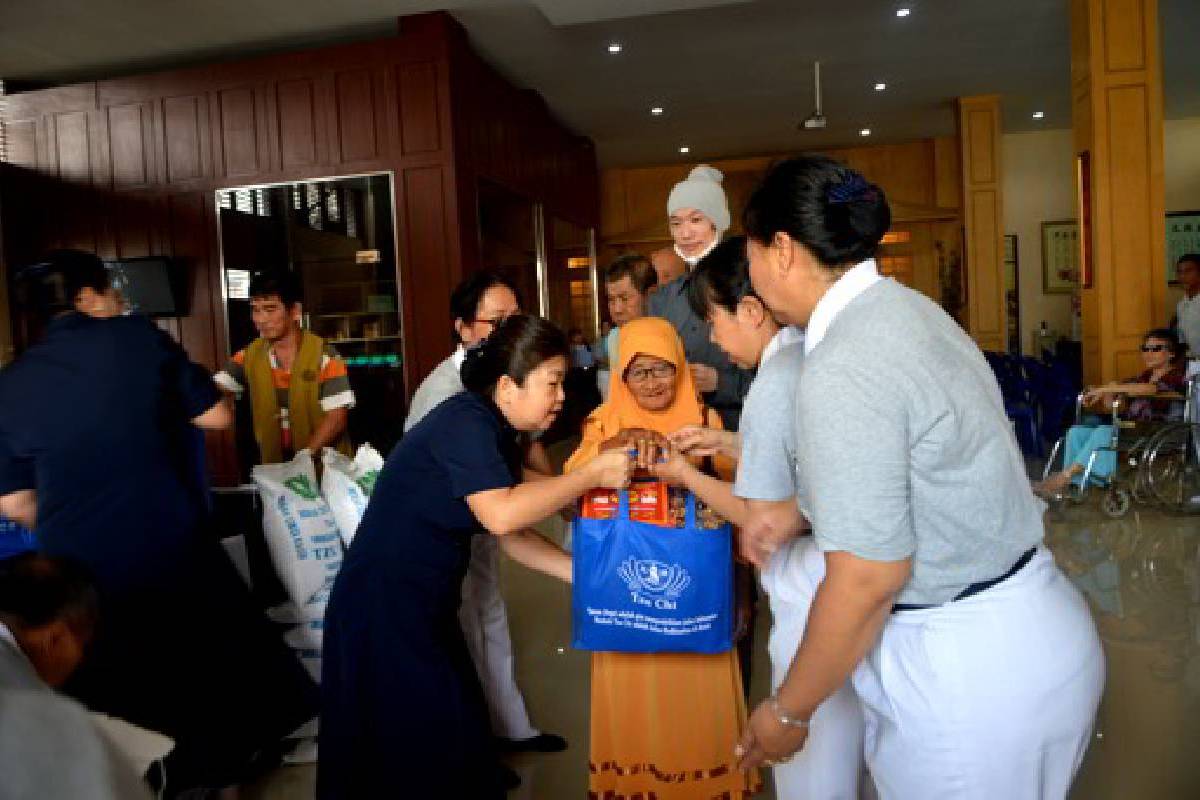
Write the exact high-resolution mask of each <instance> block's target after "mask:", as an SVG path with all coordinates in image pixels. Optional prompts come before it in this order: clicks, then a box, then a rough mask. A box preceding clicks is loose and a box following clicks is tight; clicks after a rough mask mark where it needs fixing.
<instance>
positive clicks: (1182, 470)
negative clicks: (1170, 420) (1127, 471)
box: [1141, 425, 1195, 509]
mask: <svg viewBox="0 0 1200 800" xmlns="http://www.w3.org/2000/svg"><path fill="white" fill-rule="evenodd" d="M1188 427H1189V426H1187V425H1178V426H1170V427H1168V428H1164V429H1163V432H1162V433H1160V434H1159V435H1157V437H1156V438H1154V441H1153V446H1152V447H1151V449H1150V453H1148V457H1147V458H1146V459H1145V462H1144V464H1142V468H1141V470H1142V471H1144V474H1145V477H1146V482H1147V483H1148V486H1150V488H1151V493H1152V494H1153V497H1154V498H1156V499H1157V500H1158V501H1159V503H1160V504H1163V505H1164V506H1168V507H1171V509H1181V507H1183V506H1184V504H1186V503H1187V500H1188V499H1189V497H1190V493H1189V489H1190V488H1193V487H1194V483H1195V467H1194V464H1192V463H1190V459H1189V457H1188V455H1189V450H1190V443H1189V440H1188V439H1189V437H1188Z"/></svg>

WHAT TO PRODUCE
Exactly as written, restate the listing above with its pictures omitted.

TASK RESULT
Write the exact high-resolution mask of each <instance> block's target after "mask:", as an SVG path with all coordinates in image pixels. Optional prompts come before it in this order: clicks, then a box, then a rough mask. A box preceding clicks is loose and a box following clicks is tight; clicks after a rough mask mark where it needs fixing.
<instance>
positive clicks: (1182, 470)
negative clicks: (1170, 420) (1127, 471)
box: [1141, 425, 1195, 509]
mask: <svg viewBox="0 0 1200 800" xmlns="http://www.w3.org/2000/svg"><path fill="white" fill-rule="evenodd" d="M1188 427H1189V426H1187V425H1178V426H1170V427H1168V428H1164V429H1163V432H1162V433H1160V434H1159V435H1157V437H1156V438H1154V441H1153V446H1152V447H1151V449H1150V453H1148V457H1147V458H1146V459H1145V462H1144V464H1142V468H1141V470H1142V471H1144V474H1145V477H1146V482H1147V483H1148V486H1150V488H1151V493H1152V494H1153V497H1154V498H1156V499H1157V500H1158V501H1159V503H1160V504H1163V505H1164V506H1168V507H1171V509H1181V507H1183V506H1184V504H1186V503H1187V500H1188V499H1189V497H1190V493H1189V489H1190V488H1193V487H1194V483H1195V467H1194V464H1192V463H1190V459H1189V457H1188V455H1189V450H1190V443H1189V440H1188V439H1189V437H1188Z"/></svg>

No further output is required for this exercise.